>>>

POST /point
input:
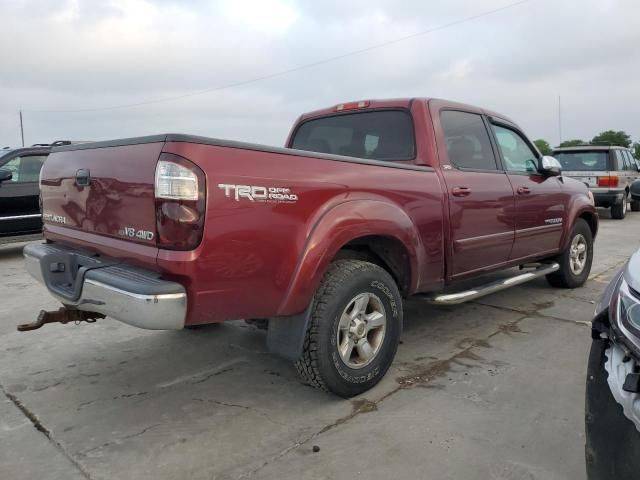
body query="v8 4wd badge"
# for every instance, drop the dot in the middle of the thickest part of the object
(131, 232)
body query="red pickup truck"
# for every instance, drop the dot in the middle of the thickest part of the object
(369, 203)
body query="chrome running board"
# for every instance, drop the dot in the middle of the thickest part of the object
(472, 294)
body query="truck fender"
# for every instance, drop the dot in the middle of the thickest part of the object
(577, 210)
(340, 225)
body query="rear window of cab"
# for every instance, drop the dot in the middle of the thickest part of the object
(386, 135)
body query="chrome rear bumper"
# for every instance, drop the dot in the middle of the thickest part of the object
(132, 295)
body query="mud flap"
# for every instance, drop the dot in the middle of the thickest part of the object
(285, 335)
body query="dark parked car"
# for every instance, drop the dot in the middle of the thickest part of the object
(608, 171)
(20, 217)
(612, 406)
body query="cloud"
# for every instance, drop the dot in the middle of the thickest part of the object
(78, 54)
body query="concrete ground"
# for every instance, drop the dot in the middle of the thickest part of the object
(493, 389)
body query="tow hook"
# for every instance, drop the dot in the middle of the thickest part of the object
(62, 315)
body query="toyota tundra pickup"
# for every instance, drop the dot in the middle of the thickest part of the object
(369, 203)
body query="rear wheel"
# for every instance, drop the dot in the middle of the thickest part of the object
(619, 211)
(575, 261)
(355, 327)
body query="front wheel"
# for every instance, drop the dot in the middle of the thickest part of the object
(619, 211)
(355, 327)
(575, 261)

<<<
>>>

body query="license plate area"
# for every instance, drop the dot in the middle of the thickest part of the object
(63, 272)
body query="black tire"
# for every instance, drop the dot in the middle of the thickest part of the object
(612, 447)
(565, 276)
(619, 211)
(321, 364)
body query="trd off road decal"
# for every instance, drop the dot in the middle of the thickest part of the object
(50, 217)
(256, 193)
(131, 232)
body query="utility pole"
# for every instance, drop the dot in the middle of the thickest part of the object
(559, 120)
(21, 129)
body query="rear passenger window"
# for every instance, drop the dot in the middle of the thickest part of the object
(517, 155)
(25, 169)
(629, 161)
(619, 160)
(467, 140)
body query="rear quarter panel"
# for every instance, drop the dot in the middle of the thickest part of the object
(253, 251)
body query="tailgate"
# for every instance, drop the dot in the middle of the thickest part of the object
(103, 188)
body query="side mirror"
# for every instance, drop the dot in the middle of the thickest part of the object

<<<
>>>

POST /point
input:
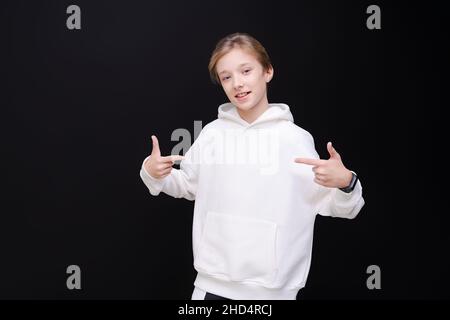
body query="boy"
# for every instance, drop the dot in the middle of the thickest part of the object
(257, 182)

<<<

Exercise directions
Pick out every line in the items above that contains the string "wheel", and copy each one. Case counts.

Response for this exercise
body query="rear wheel"
body query="front wheel"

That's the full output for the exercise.